» **DATA**
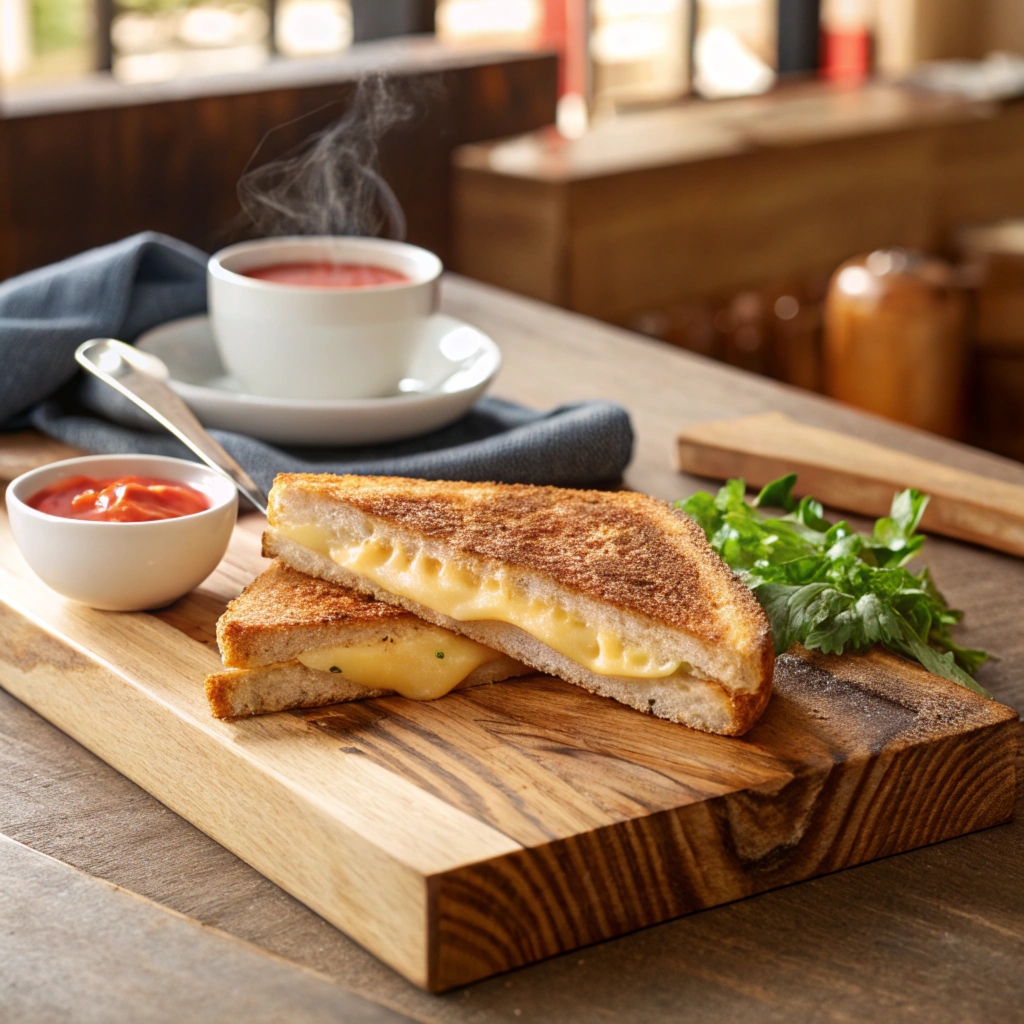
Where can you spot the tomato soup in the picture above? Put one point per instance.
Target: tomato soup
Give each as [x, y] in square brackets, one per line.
[128, 499]
[323, 273]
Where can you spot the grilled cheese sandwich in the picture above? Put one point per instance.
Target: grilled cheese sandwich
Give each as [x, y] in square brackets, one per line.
[614, 592]
[294, 641]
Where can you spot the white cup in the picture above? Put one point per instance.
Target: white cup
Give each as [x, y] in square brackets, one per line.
[297, 341]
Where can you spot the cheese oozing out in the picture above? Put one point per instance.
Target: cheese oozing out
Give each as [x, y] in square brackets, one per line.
[422, 665]
[467, 596]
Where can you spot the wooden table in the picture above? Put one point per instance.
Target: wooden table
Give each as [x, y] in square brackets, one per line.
[935, 935]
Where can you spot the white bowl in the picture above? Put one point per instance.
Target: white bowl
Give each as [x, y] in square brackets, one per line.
[123, 566]
[463, 358]
[292, 341]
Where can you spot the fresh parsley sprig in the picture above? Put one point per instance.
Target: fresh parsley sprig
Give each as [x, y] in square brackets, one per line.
[829, 588]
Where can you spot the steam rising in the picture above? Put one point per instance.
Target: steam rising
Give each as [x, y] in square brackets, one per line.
[330, 184]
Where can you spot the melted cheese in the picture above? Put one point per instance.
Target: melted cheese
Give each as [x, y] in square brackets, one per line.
[465, 596]
[422, 665]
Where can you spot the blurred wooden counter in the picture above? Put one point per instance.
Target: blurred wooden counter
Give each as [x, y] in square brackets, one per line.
[91, 160]
[706, 199]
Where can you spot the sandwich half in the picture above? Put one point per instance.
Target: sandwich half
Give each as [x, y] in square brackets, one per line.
[614, 592]
[290, 640]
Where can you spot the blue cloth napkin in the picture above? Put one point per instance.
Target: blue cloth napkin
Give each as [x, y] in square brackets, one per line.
[123, 290]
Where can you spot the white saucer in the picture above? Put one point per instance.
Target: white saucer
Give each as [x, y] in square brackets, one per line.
[455, 360]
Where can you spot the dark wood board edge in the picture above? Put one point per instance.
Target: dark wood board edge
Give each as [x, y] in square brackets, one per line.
[639, 872]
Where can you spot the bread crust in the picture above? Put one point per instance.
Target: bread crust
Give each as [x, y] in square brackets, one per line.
[284, 612]
[622, 548]
[699, 704]
[243, 692]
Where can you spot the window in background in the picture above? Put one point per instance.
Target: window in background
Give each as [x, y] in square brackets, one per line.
[154, 40]
[303, 28]
[498, 23]
[640, 51]
[734, 47]
[42, 39]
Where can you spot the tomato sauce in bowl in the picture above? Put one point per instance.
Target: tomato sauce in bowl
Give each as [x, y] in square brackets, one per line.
[127, 499]
[323, 273]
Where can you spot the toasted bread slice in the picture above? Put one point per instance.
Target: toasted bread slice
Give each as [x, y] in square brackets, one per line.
[285, 619]
[612, 591]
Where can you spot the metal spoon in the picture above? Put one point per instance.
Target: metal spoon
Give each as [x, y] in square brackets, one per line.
[124, 369]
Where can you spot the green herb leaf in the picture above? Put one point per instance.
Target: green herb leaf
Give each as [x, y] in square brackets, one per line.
[778, 495]
[830, 589]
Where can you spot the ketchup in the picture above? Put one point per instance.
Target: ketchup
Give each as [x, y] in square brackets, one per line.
[327, 274]
[129, 499]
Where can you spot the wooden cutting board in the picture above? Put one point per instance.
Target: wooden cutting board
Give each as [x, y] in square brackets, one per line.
[848, 473]
[506, 823]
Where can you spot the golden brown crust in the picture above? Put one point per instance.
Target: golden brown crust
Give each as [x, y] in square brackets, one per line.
[283, 597]
[282, 600]
[624, 548]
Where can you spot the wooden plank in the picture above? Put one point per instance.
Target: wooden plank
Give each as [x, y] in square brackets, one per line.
[78, 948]
[463, 838]
[847, 473]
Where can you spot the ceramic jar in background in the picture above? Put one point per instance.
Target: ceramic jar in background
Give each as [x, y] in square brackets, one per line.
[895, 339]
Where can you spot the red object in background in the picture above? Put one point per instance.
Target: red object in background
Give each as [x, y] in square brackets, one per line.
[846, 54]
[130, 499]
[325, 274]
[566, 30]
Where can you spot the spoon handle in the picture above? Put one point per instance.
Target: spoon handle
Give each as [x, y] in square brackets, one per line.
[119, 366]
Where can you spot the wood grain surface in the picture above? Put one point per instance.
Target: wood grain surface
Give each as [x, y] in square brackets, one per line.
[77, 948]
[461, 838]
[936, 934]
[855, 475]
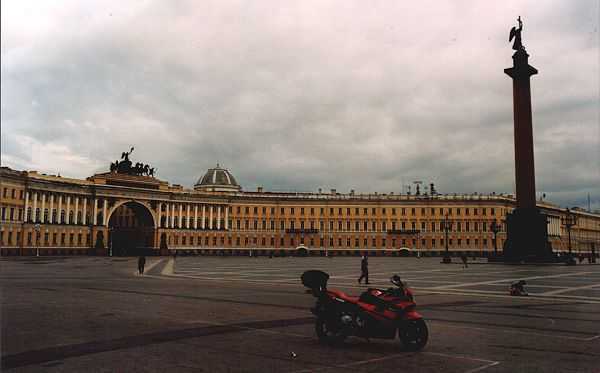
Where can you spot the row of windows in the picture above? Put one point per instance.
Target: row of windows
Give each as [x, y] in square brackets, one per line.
[348, 242]
[63, 217]
[12, 192]
[459, 226]
[14, 238]
[373, 210]
[12, 214]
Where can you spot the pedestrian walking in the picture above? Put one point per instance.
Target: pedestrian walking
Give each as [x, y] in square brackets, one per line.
[465, 259]
[141, 264]
[364, 270]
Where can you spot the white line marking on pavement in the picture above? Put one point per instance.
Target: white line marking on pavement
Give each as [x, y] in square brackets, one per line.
[509, 331]
[508, 280]
[565, 290]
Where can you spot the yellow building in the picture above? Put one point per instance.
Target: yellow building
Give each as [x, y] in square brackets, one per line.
[119, 213]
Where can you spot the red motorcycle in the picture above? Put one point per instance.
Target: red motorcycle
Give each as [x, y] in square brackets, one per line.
[375, 314]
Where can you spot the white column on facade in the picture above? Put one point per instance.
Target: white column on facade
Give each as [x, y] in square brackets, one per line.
[180, 215]
[43, 207]
[159, 214]
[167, 215]
[104, 217]
[95, 218]
[173, 215]
[187, 217]
[26, 205]
[50, 209]
[84, 213]
[58, 215]
[219, 217]
[33, 212]
[76, 210]
[68, 209]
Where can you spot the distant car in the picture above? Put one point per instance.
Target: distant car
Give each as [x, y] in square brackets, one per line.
[404, 251]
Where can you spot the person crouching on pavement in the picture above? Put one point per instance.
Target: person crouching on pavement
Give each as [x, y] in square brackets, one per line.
[364, 269]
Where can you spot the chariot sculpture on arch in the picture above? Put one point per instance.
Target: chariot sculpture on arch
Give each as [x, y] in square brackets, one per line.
[124, 166]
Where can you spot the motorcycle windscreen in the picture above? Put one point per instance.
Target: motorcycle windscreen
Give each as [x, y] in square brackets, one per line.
[315, 279]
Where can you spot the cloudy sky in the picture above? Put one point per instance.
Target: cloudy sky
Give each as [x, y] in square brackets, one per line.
[300, 95]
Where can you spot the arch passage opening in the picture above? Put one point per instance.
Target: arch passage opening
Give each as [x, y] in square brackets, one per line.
[131, 230]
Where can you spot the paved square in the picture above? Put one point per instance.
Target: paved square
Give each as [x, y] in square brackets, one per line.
[211, 314]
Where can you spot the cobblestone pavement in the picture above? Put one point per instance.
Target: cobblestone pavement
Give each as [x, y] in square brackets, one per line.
[209, 314]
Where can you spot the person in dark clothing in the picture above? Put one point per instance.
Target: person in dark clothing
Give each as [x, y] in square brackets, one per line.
[141, 264]
[364, 269]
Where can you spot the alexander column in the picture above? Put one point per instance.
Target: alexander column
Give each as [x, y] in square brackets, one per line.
[527, 235]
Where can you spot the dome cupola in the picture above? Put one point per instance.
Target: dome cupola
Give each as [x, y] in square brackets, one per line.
[217, 180]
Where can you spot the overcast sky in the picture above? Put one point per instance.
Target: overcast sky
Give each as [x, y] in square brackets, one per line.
[300, 95]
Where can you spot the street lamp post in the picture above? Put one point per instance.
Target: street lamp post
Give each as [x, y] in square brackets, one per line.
[495, 227]
[37, 239]
[447, 227]
[110, 237]
[569, 220]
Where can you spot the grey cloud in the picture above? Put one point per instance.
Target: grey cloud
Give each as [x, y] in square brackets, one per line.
[300, 96]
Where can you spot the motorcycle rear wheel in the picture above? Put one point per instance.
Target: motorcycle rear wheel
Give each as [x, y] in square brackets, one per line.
[414, 335]
[328, 333]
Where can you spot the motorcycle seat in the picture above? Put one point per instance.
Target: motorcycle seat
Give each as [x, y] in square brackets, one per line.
[344, 296]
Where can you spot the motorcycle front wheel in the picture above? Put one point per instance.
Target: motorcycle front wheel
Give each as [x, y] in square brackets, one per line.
[414, 335]
[328, 333]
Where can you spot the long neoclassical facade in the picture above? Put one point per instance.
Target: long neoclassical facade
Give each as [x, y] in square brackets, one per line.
[119, 213]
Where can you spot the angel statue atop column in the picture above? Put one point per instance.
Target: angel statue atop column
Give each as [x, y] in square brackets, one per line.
[516, 34]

» **WHAT YOU ARE ASKED TO DO**
Your task is to transcribe the line containing "Where can you spot the overcast" and every line after it, through the last line of the data, exactly as written and with nothing more.

» **FINISHED ANSWER**
Where can you spot the overcast sky in the picture above? Put one point per instance.
Target: overcast sky
Give each as [x, y] in square brackets, one per line.
[300, 95]
Where can you spot the street lamp post in the picture above? Put one point per instance.
Target: street lamp post
Give each as [x, y] in square brackets, one per line.
[495, 227]
[37, 239]
[447, 227]
[110, 237]
[569, 220]
Where can you spot the grey cloud in the picture above? Put one point per instance.
Target: grey cloud
Give each as [x, y] in square brackets, one per line.
[300, 96]
Where can you spot the motorcycle rear wheel in the picture above? Put one point per instance.
Target: motorcycle rear wheel
Give each as [x, y] in square brackets, one per line.
[414, 335]
[328, 333]
Where can you spot the motorcycle seat in the picture above? Put one point per instance.
Target: motorcycle seat
Give each as [x, y] in square brackets, one per line.
[344, 296]
Where can you spot the motorcycle front wheel in the picture above? Put one point per instance.
Target: motorcycle front wheel
Give each as [x, y] in square brackets, one per line.
[414, 335]
[328, 333]
Where can you spot the long neoclassical facade in the picture above? Put one point per instance.
Target: long neoclassical facade
Give each as [x, y] in square brackets, one per line.
[119, 213]
Where can you spot the angel statue atop column in the picture above? Put one point per instance.
Target: angel statue atop column
Give each as [x, y] in square brackets, one per line.
[516, 34]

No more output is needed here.